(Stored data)
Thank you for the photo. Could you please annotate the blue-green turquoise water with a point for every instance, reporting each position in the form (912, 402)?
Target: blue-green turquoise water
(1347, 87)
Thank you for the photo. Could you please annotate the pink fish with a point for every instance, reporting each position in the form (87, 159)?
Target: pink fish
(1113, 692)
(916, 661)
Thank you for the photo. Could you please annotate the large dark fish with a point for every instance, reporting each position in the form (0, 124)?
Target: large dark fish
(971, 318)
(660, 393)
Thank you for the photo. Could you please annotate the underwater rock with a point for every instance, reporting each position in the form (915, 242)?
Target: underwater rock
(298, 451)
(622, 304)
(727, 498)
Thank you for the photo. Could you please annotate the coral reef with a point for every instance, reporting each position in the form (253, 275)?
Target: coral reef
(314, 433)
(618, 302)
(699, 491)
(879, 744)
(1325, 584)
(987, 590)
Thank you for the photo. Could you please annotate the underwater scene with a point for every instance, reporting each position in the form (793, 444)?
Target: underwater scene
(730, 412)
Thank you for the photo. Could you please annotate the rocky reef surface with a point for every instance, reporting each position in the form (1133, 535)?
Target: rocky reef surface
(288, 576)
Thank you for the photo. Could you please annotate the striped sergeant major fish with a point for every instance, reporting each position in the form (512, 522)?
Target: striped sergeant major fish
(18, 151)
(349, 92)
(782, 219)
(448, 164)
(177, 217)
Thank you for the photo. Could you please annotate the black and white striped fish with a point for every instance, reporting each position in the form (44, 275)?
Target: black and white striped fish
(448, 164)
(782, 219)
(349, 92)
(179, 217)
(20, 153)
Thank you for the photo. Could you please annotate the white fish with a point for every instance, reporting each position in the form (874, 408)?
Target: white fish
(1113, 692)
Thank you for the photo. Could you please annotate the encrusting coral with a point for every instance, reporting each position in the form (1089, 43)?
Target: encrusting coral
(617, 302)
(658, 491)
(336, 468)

* **Exercise description**
Print exactly the lines between the line with "form (1089, 43)?" and the final line of the records above, both included.

* **Expected answer**
Thank you for the photo. Could you please annotate the encrusting coral with a point for every instance, reporting each position in the form (1089, 43)?
Target: encrusting coral
(617, 302)
(658, 491)
(336, 468)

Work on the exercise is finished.